▶ Task goal: Images are excluded; otherwise, output every record exactly.

======== Data excerpts

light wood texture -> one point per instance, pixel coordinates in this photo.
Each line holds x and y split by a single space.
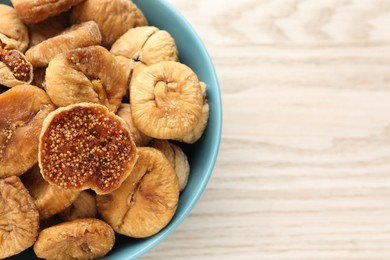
304 166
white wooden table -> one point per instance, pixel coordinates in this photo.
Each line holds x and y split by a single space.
304 166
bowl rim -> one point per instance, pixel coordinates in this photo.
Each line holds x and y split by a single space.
173 225
129 252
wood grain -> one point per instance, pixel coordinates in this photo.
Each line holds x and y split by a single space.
304 166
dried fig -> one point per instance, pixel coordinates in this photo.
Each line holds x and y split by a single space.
19 221
89 74
139 138
48 28
143 46
146 200
177 158
83 207
198 130
78 239
49 199
14 68
85 146
77 36
166 100
23 109
13 33
35 11
39 77
114 17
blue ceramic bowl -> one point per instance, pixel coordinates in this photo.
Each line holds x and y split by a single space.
203 154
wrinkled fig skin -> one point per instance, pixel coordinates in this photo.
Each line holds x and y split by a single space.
77 36
48 28
114 17
198 130
166 100
15 69
13 33
139 138
39 77
177 158
78 239
89 74
49 199
23 109
83 207
146 200
35 11
93 147
143 46
19 218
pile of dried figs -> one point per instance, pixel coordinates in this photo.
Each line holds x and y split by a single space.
93 102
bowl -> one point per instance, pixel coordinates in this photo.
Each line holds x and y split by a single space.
203 154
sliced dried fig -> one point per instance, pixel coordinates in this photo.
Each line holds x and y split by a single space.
35 11
114 17
143 46
77 36
23 109
19 218
83 207
15 69
139 138
85 146
13 33
146 200
198 130
49 199
166 100
89 74
48 28
78 239
176 157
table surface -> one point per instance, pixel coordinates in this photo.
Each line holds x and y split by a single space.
304 166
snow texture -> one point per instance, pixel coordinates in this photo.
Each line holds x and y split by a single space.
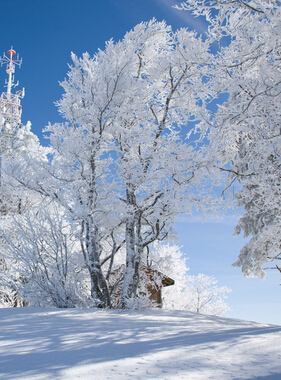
45 344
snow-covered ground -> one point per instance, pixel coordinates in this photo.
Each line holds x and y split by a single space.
157 344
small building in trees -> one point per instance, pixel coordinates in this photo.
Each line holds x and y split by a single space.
150 285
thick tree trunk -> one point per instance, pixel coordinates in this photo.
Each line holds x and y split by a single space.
99 288
133 250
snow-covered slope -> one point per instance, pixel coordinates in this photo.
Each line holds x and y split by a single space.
159 344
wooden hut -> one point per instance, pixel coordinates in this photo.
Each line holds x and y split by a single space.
151 282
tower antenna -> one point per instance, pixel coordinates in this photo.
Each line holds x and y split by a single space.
10 107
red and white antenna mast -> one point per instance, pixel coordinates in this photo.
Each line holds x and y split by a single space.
10 107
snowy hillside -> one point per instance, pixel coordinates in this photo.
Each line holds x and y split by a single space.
159 344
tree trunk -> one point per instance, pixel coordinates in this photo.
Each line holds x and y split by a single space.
133 250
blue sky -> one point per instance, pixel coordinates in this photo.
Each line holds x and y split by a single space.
44 33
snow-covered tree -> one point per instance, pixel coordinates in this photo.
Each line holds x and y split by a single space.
198 293
246 129
120 166
43 264
17 151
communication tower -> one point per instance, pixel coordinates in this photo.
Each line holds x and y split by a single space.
10 107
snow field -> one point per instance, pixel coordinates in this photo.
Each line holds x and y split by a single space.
57 344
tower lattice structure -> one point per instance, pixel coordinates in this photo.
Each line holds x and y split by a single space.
10 104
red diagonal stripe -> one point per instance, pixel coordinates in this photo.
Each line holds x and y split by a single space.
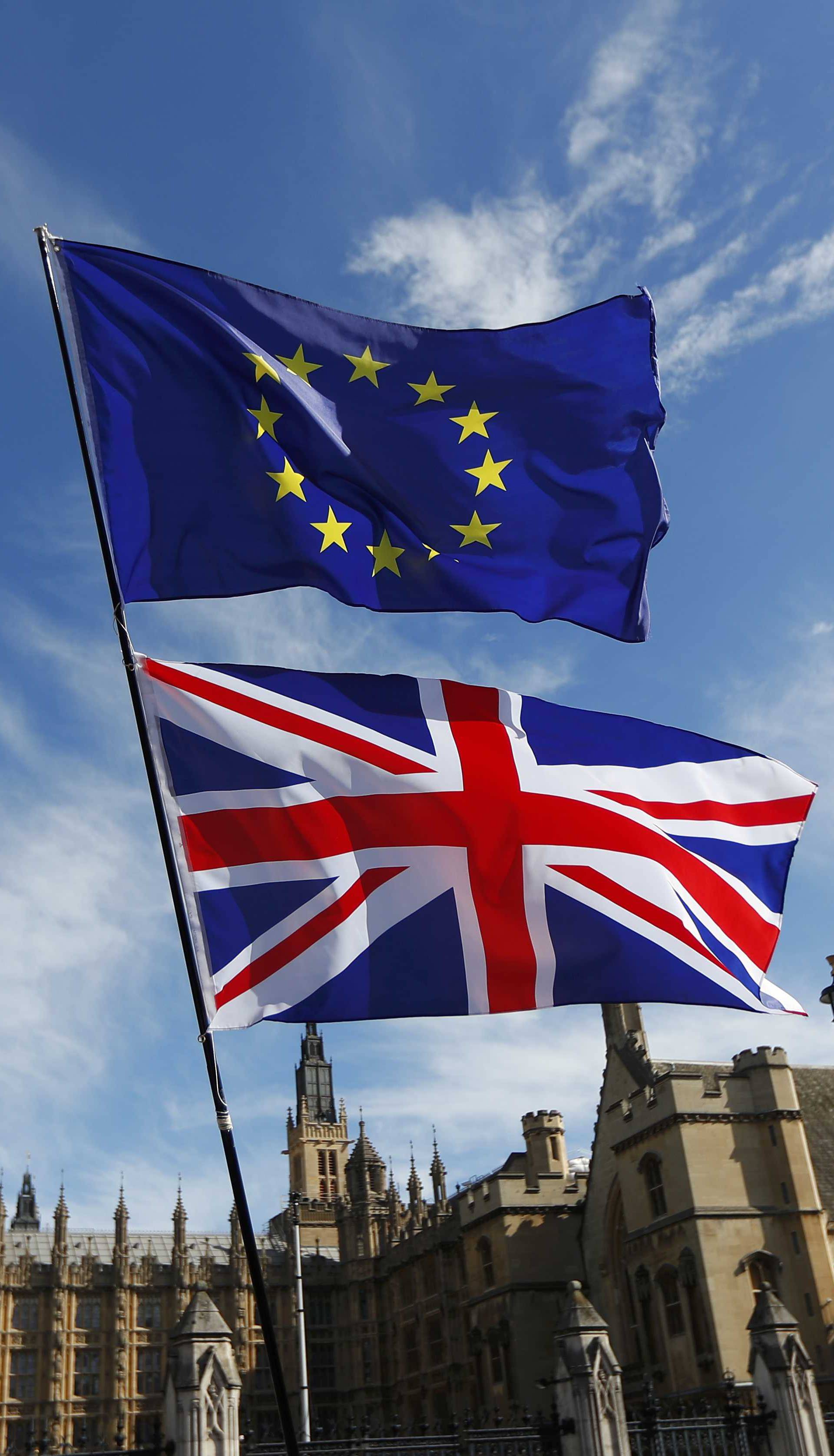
494 806
775 811
338 826
285 720
663 919
306 935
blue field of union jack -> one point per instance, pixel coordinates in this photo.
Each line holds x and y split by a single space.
357 847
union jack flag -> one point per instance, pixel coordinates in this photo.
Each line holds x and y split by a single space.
357 847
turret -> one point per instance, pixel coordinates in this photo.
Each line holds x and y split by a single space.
315 1079
121 1224
60 1238
62 1219
394 1208
179 1221
417 1205
437 1177
546 1152
26 1215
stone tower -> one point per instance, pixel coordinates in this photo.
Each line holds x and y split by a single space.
26 1215
316 1139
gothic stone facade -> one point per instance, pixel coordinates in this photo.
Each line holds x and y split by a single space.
423 1308
706 1181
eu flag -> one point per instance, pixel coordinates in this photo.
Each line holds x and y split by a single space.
248 440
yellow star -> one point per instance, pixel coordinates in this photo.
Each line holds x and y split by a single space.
473 423
332 530
386 557
289 481
265 418
477 532
431 391
366 367
262 367
299 364
490 472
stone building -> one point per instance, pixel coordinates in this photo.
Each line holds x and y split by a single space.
705 1183
420 1307
708 1180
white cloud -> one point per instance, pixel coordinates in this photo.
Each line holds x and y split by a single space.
79 899
682 295
670 238
500 263
621 69
644 130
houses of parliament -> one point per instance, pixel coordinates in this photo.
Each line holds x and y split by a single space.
705 1181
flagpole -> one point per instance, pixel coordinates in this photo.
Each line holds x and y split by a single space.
206 1037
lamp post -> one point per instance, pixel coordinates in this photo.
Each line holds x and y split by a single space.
300 1330
827 995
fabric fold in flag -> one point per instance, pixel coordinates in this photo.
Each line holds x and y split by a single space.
356 847
246 442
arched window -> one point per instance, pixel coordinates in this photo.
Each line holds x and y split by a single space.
644 1291
652 1173
672 1298
763 1269
486 1267
689 1277
628 1334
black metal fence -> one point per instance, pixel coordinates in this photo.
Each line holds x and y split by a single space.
731 1420
456 1439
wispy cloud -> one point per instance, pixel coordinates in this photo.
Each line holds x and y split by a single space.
33 193
798 289
641 142
788 711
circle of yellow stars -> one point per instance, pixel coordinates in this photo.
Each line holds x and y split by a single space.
366 367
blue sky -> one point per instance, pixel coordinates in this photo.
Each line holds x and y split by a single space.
456 164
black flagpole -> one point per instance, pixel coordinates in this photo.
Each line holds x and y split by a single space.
206 1037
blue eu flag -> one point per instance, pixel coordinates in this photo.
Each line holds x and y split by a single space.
248 440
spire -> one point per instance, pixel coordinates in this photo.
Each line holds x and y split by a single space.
179 1218
415 1191
315 1079
121 1221
437 1175
62 1219
26 1215
364 1171
394 1206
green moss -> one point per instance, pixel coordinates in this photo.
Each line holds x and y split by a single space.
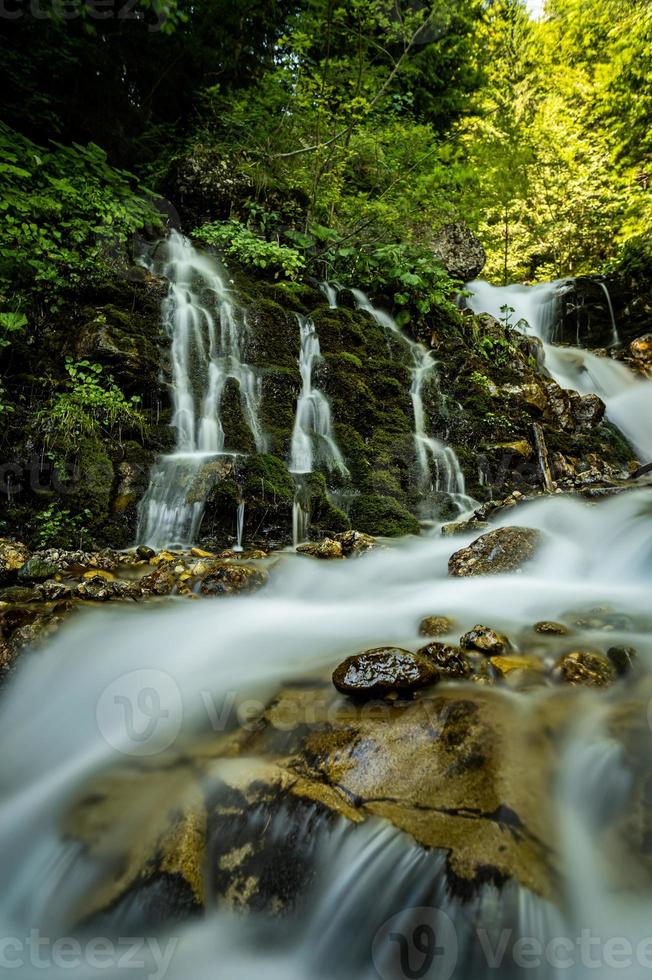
382 516
266 477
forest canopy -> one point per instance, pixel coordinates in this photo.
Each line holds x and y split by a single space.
329 138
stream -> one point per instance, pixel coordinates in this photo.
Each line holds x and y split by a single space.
121 684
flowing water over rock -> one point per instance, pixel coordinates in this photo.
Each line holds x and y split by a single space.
439 467
207 331
534 310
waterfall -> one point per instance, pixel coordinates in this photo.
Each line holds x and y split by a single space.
207 330
628 399
330 291
312 436
615 336
439 467
239 521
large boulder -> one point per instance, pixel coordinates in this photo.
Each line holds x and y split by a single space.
507 549
459 251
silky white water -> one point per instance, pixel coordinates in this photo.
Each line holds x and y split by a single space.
534 309
207 331
194 655
312 436
439 467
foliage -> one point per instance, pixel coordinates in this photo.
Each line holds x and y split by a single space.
561 145
65 215
235 240
87 406
56 524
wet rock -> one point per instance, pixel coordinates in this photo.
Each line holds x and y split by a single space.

================

▶ The result:
light wood texture -> one point per instance, pixel coordinates in this photo.
Each line holds x and y split by a single space.
304 166
white wooden table -> one point per instance, pixel coordinates in this photo.
Each line holds x and y split by a single space.
304 166
bowl rim -> one point per instance, pixel coordinates in this photo.
Each line holds x and y split by a single space.
173 225
129 252
wood grain -> one point per instance, pixel coordinates in this photo.
Each line holds x and y split by a single space.
304 166
dried fig -> one point per instance, pixel coordinates in this photo.
Each line holds x and y split by a single space.
19 221
89 74
139 138
48 28
143 46
146 200
177 158
83 207
198 130
78 239
49 199
14 68
85 146
77 36
166 100
23 109
13 33
35 11
39 77
114 17
blue ceramic bowl -> one point per instance, pixel coordinates in this photo.
Each line holds x and y split by a single space.
203 154
wrinkled fig skin -> one point per instance, pixel coordinates in this photo.
Each line holds x and y split by a single space.
77 36
48 28
114 17
198 130
166 100
15 69
13 33
139 138
39 77
177 158
78 239
89 74
49 199
23 109
83 207
146 200
35 11
93 147
143 46
19 218
pile of dried figs -> one point per instance, pixel coordinates in this photo.
Each line holds x and y split by a single space.
93 102
bowl -> one point per instance, pixel coordinates in this photo.
Each line holds x and y split by a single space.
203 154
sliced dried fig -> one point per instance, pixel coordinates in this photo.
Each line holds x and y split by a single space.
35 11
114 17
143 46
77 36
23 109
19 218
83 207
15 69
139 138
85 146
13 33
146 200
198 130
49 199
166 100
89 74
48 28
78 239
176 157
table surface -> one point per instance, pixel coordinates in this photo.
Each line holds x and y split by a single space.
304 166
snow texture -> one point per instance, pixel coordinates in this photo.
Each line holds x and y split by a single space.
45 344
snow-covered ground -> one point per instance, pixel coordinates in this photo.
Each line holds x and y split by a single space.
157 344
small building in trees -> one point per instance, pixel coordinates in this photo.
Each line holds x and y split by a single space.
150 285
thick tree trunk -> one point per instance, pixel coordinates in this photo.
Each line holds x and y split by a single space.
99 288
133 250
snow-covered slope -> one point per instance, pixel coordinates in this photo.
Each line holds x and y split by a single space.
159 344
wooden hut -> one point per instance, pixel coordinates in this photo.
Each line holds x and y split by a single space.
151 282
tower antenna -> one point per instance, pixel coordinates in this photo.
Each line holds x and y split by a single space.
10 107
red and white antenna mast -> one point per instance, pixel coordinates in this photo.
Each line holds x and y split by a single space.
10 107
snowy hillside -> one point per instance, pixel coordinates in this photo.
Each line holds x and y split by a single space.
159 344
tree trunk -> one point per instance, pixel coordinates in this photo.
Each line holds x and y split by a single space.
133 250
blue sky -> one point per instance, pixel coordinates in this photo.
Each line holds x and y split by a single space.
44 33
snow-covered tree -> one point per instance, pixel coordinates in this photo.
Each line holds x and y split by a single space.
198 293
246 129
120 166
43 264
17 151
communication tower -> one point per instance, pixel coordinates in this photo.
Each line holds x and y split by a single space.
10 107
snow field -> one point per instance, pixel coordinates in this photo.
Each line holds x and y split by a single space.
57 344
tower lattice structure -> one point per instance, pixel coordinates in this photo.
Each line holds x and y split by a single space.
10 104
red diagonal stripe -> one point per instance, pixel coordinates in this photo.
Each line holds x and y split by a single space.
494 806
775 811
338 826
285 720
663 919
306 935
blue field of union jack -> one point per instance, pixel coordinates in this photo.
Each line holds x and y split by a single space.
357 847
union jack flag -> one point per instance, pixel coordinates in this photo.
Each line holds x and y split by a single space.
357 847
turret -> one point per instance, pixel coordinates in this photo.
Each line holds x and y split by a single space.
315 1079
121 1224
60 1238
62 1219
394 1208
179 1221
417 1205
437 1177
546 1152
26 1215
stone tower -> one point per instance, pixel coordinates in this photo.
Each line holds x and y split by a single space.
26 1215
316 1139
gothic stone facade -> one point per instance, pixel coordinates in this photo.
Each line holds x and y split by a single space.
423 1308
706 1181
eu flag -> one point per instance, pixel coordinates in this photo.
Each line holds x and y split by a single space.
248 440
yellow star -> one point per instance, pixel coordinates in this photo.
Each line holds x and y split by a single space.
473 423
332 530
386 557
289 481
265 418
477 532
431 391
366 367
262 367
299 364
490 472
stone building -> one point per instance, pixel coordinates in this photo.
Each line holds x and y split by a single space.
705 1183
420 1307
708 1180
white cloud -> one point per instance, pixel coordinates in this photo.
Each line holds x and y split by a single space.
79 899
682 295
670 238
500 263
621 69
644 130
houses of parliament -> one point per instance, pixel coordinates in this photo.
Each line holds x and y split by a single space.
705 1181
flagpole -> one point per instance, pixel coordinates in this photo.
Each line holds x and y split by a single space.
206 1037
lamp post -> one point per instance, pixel coordinates in this photo.
Each line holds x and y split by a single space.
300 1330
827 995
fabric fold in flag -> one point per instance, pixel coordinates in this photo.
Each line holds x and y split by a single space.
356 847
246 442
arched window -> one point per instance, pixel coordinates in this photo.
Each line holds x and y split by a single space.
644 1291
652 1173
672 1298
763 1269
486 1267
689 1277
628 1334
black metal fence -> one point per instance, pixel coordinates in this photo.
Each line holds x and y split by a single space.
731 1420
456 1439
wispy cloud -> one point per instance, pixel coordinates in this photo.
Each line holds x and y split by a single space.
33 193
798 289
641 142
788 711
circle of yellow stars -> one point per instance, pixel coordinates in this photo.
Each line holds x and y split by a single space.
366 367
blue sky -> one point per instance, pixel coordinates in this photo.
Each line holds x and y split by a single space.
456 164
black flagpole -> one point per instance, pixel coordinates in this photo.
Each line holds x and y split by a single space.
206 1037
blue eu flag -> one point per instance, pixel coordinates in this photo.
Each line holds x and y split by a single space.
248 440
spire -> one point per instance, pixel coordinates in this photo.
Each line holds x and y split by a single space.
179 1218
415 1191
315 1079
121 1221
437 1175
62 1219
26 1215
364 1171
394 1206
green moss -> one point per instance, pixel coordinates in this photo.
Each line holds x and y split by a single space.
382 516
266 477
forest canopy -> one point per instance, pixel coordinates in this photo.
Each line holds x and y split by a single space.
329 138
stream -> one point per instance, pixel coordinates in this photo.
Each line holds x and y split by a single space.
121 684
flowing water over rock -> one point per instance, pixel coordinates in this photo.
Each line holds x and y split by a single space.
439 467
207 331
534 310
waterfall -> one point per instance, pixel coordinates in this photo.
Each line holds x and y split by a single space.
207 330
628 399
330 291
312 436
615 336
439 467
239 521
large boulder -> one point per instance, pixel coordinates in this photo.
Each line holds x and y split by a single space.
507 549
459 251
silky white water -> one point per instance, pixel coordinates in this photo.
Each line holds x and y split by a single space.
534 309
207 331
194 655
312 436
439 467
foliage -> one point per instance, pixel coordinates in this photo.
Each line holds x and y split by a single space.
561 145
65 215
235 240
87 406
56 524
wet rock -> one point per instance, pixel coordinates in this photo.
Each line holds x and y split by a single space.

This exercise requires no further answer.